> EXCERPTED RECORDS:
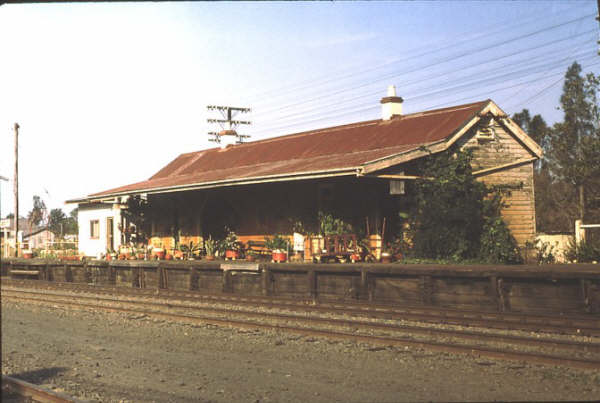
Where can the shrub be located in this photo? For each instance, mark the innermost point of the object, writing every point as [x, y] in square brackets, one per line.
[456, 217]
[276, 242]
[583, 252]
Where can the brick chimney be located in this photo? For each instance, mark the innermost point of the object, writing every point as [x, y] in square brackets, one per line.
[391, 105]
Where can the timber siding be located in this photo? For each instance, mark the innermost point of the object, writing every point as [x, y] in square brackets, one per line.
[519, 210]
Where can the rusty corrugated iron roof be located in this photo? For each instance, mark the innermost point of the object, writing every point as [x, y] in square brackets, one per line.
[330, 150]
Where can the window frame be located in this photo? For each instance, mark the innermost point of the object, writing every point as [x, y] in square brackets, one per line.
[92, 222]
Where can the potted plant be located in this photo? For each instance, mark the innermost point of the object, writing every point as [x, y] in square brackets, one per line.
[232, 246]
[189, 250]
[278, 246]
[111, 254]
[251, 256]
[210, 247]
[159, 253]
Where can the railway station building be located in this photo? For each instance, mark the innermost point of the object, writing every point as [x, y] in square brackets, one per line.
[358, 172]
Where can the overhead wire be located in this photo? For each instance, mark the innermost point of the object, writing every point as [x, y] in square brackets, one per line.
[437, 62]
[374, 107]
[452, 43]
[453, 88]
[436, 75]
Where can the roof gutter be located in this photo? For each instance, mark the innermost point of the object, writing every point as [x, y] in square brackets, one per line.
[229, 182]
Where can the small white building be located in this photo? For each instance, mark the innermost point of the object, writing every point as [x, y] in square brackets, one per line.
[99, 229]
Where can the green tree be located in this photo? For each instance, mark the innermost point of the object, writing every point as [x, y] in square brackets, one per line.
[57, 221]
[61, 224]
[455, 216]
[574, 152]
[72, 226]
[38, 212]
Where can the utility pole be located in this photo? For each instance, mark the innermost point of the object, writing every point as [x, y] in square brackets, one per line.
[228, 124]
[2, 178]
[16, 189]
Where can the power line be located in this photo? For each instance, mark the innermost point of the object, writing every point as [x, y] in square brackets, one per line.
[445, 60]
[443, 74]
[470, 83]
[453, 43]
[373, 107]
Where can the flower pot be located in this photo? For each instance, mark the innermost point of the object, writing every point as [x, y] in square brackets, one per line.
[232, 254]
[159, 253]
[386, 258]
[279, 256]
[355, 257]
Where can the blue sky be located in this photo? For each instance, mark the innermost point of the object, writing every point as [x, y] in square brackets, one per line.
[107, 94]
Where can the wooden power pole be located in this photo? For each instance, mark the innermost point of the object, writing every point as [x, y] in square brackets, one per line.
[16, 187]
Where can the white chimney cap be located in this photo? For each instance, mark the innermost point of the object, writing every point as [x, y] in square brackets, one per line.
[391, 105]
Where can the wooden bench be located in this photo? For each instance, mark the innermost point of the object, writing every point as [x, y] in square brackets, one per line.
[257, 247]
[31, 273]
[337, 247]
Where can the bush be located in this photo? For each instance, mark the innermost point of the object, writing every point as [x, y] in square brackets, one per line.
[457, 218]
[276, 243]
[544, 252]
[583, 252]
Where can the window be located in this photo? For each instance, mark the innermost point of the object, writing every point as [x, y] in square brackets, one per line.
[94, 229]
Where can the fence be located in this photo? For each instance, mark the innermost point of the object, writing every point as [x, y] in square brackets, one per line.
[555, 289]
[581, 233]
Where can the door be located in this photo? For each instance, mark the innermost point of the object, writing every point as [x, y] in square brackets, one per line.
[110, 234]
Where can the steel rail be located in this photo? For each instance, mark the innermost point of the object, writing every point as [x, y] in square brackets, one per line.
[371, 339]
[363, 325]
[576, 325]
[35, 392]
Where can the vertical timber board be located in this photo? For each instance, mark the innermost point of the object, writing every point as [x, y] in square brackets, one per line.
[585, 294]
[426, 290]
[86, 273]
[266, 281]
[364, 285]
[227, 288]
[311, 278]
[193, 283]
[68, 274]
[497, 294]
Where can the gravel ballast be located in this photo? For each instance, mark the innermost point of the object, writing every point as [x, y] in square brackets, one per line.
[117, 357]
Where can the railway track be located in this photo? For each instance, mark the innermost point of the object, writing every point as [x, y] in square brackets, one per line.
[587, 325]
[14, 390]
[546, 350]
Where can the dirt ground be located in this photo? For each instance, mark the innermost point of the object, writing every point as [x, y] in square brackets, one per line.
[117, 358]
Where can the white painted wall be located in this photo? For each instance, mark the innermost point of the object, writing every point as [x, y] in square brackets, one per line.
[87, 213]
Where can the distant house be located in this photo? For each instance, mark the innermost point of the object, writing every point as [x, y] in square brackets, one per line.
[40, 238]
[29, 237]
[355, 171]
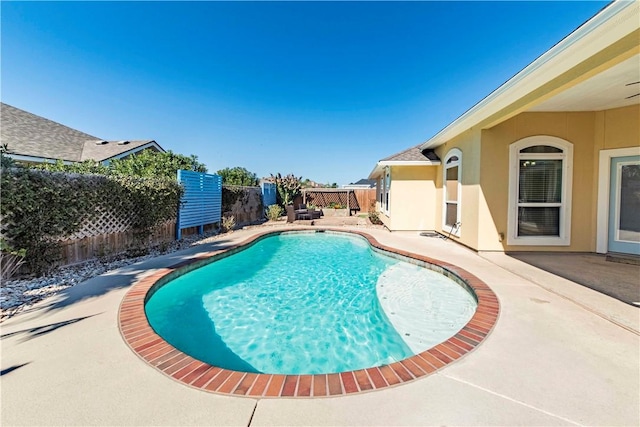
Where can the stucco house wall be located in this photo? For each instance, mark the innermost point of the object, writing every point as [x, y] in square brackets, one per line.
[589, 132]
[413, 192]
[469, 144]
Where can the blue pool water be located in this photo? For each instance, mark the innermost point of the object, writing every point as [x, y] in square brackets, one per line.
[298, 303]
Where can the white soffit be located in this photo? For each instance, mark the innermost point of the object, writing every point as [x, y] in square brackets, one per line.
[616, 21]
[616, 87]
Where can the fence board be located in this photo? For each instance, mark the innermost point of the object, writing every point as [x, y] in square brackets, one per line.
[202, 200]
[102, 245]
[268, 194]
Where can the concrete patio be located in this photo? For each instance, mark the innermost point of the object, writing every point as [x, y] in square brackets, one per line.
[560, 354]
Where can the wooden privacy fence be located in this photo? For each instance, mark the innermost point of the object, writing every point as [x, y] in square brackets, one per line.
[202, 201]
[268, 193]
[245, 204]
[355, 200]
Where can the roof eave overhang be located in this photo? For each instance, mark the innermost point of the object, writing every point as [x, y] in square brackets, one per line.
[379, 168]
[617, 21]
[134, 150]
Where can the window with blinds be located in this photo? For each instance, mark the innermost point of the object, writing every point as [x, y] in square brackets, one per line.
[539, 197]
[540, 191]
[451, 196]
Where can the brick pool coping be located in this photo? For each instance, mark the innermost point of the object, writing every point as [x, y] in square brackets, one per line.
[153, 349]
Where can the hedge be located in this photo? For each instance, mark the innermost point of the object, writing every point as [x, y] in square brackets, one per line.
[40, 208]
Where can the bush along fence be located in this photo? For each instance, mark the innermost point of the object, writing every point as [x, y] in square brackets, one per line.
[244, 204]
[57, 218]
[201, 203]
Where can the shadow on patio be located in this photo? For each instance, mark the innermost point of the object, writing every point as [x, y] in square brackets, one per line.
[617, 280]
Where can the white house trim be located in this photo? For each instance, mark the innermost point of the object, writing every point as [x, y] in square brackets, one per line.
[379, 167]
[567, 187]
[614, 22]
[455, 229]
[35, 159]
[133, 151]
[604, 174]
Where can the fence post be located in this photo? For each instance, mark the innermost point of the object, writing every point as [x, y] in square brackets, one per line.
[178, 229]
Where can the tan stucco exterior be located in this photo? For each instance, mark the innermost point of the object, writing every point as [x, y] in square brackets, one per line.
[599, 55]
[416, 192]
[412, 198]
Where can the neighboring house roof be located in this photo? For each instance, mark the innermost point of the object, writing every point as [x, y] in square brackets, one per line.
[34, 138]
[594, 68]
[103, 150]
[363, 181]
[414, 156]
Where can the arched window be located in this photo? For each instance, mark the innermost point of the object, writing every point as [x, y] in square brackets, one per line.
[452, 191]
[540, 172]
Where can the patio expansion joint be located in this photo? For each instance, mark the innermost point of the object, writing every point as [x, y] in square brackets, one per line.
[566, 298]
[168, 360]
[511, 399]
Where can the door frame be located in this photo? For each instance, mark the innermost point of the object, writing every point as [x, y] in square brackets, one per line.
[604, 184]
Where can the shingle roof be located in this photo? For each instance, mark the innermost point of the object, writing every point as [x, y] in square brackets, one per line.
[30, 135]
[413, 154]
[369, 182]
[27, 134]
[109, 149]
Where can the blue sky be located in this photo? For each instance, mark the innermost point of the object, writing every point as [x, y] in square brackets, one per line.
[319, 89]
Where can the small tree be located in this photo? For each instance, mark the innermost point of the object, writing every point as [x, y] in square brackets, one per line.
[147, 163]
[238, 176]
[288, 188]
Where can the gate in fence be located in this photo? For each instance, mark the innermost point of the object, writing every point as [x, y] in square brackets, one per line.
[201, 203]
[268, 194]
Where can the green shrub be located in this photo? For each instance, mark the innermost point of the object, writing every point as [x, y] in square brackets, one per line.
[373, 214]
[40, 208]
[274, 212]
[287, 188]
[228, 223]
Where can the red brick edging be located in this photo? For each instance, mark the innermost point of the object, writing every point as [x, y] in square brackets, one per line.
[152, 348]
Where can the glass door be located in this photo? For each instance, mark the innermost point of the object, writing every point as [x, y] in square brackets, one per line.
[624, 205]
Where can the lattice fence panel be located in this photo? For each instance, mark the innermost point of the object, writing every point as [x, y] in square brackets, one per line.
[104, 222]
[324, 199]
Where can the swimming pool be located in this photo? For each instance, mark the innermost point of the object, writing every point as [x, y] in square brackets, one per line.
[155, 350]
[301, 303]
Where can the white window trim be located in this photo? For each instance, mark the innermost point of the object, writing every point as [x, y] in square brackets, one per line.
[567, 187]
[387, 194]
[455, 231]
[604, 174]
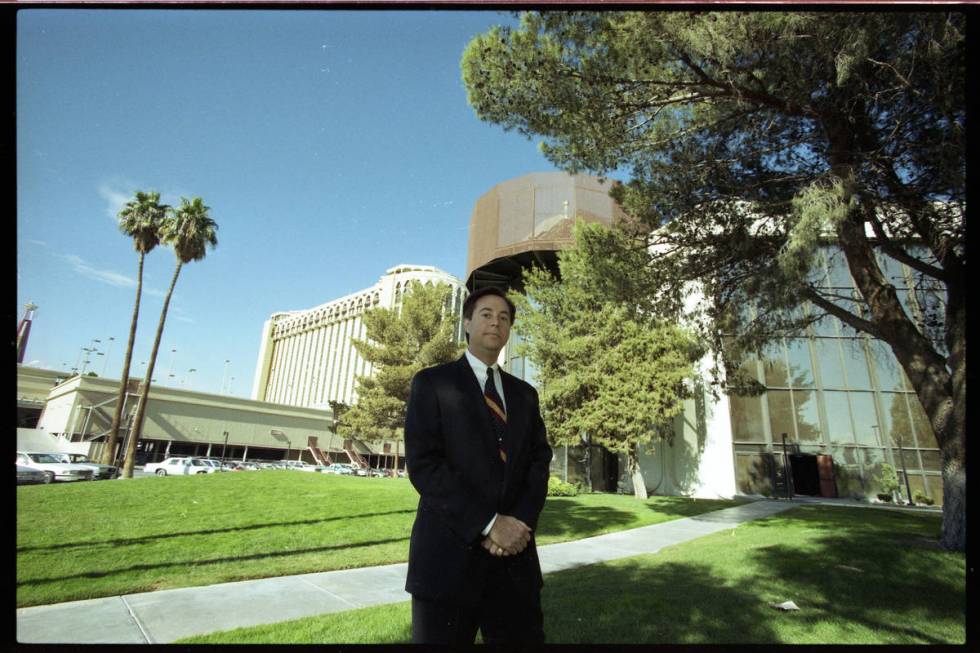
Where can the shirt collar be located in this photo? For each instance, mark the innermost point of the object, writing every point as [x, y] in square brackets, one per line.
[479, 367]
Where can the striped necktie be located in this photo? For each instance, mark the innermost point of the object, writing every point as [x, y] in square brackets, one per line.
[497, 414]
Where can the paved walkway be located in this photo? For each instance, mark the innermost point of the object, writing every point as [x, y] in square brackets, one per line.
[167, 615]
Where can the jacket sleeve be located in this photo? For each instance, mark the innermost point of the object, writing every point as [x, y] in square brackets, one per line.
[535, 488]
[441, 487]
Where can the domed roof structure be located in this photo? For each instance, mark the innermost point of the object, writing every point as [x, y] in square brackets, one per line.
[526, 220]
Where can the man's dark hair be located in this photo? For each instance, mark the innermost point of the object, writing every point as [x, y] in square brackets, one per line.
[470, 302]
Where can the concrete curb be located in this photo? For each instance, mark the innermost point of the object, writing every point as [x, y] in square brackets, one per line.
[168, 615]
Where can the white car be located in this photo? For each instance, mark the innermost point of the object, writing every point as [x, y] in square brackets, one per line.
[99, 471]
[51, 462]
[214, 463]
[302, 466]
[179, 467]
[342, 469]
[27, 475]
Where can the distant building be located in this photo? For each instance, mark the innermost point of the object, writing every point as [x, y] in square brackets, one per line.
[307, 357]
[841, 399]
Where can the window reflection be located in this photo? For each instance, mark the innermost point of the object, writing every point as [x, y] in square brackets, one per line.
[866, 425]
[925, 436]
[828, 355]
[898, 421]
[838, 417]
[781, 417]
[856, 364]
[747, 418]
[889, 374]
[807, 420]
[800, 369]
[774, 365]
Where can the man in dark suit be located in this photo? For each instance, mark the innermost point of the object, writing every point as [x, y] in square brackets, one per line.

> GIVEN EXERCISE:
Copy the records from the line with "Where can the white car" through the end of the records, changing "distant building" to "far-off building" and leaving everything else as it is.

> THE ANSWER:
Where can the white car be located in this photo? For each instance, mark the innermost point of the object, writing every point as [x, y] in square brackets, one per line.
[99, 471]
[51, 462]
[214, 463]
[302, 466]
[179, 467]
[342, 469]
[27, 475]
Where can the far-off building be located in this photo? For each instance, mark the innermost point of the object, writing every point as [x, y] in square brackets, one per line.
[307, 357]
[841, 399]
Where can the window reflection be located in this photo? For each instance, mark the innermost point of the object, writing every point as [x, y] in square brackets, one per line.
[866, 425]
[925, 436]
[828, 355]
[898, 421]
[838, 417]
[781, 417]
[856, 364]
[747, 418]
[889, 374]
[807, 420]
[800, 369]
[774, 365]
Where can the man in dark suit be located in this photo? For each instance, mark the innermost point of the object, writing every point as [x, y] in square brackets, one per line.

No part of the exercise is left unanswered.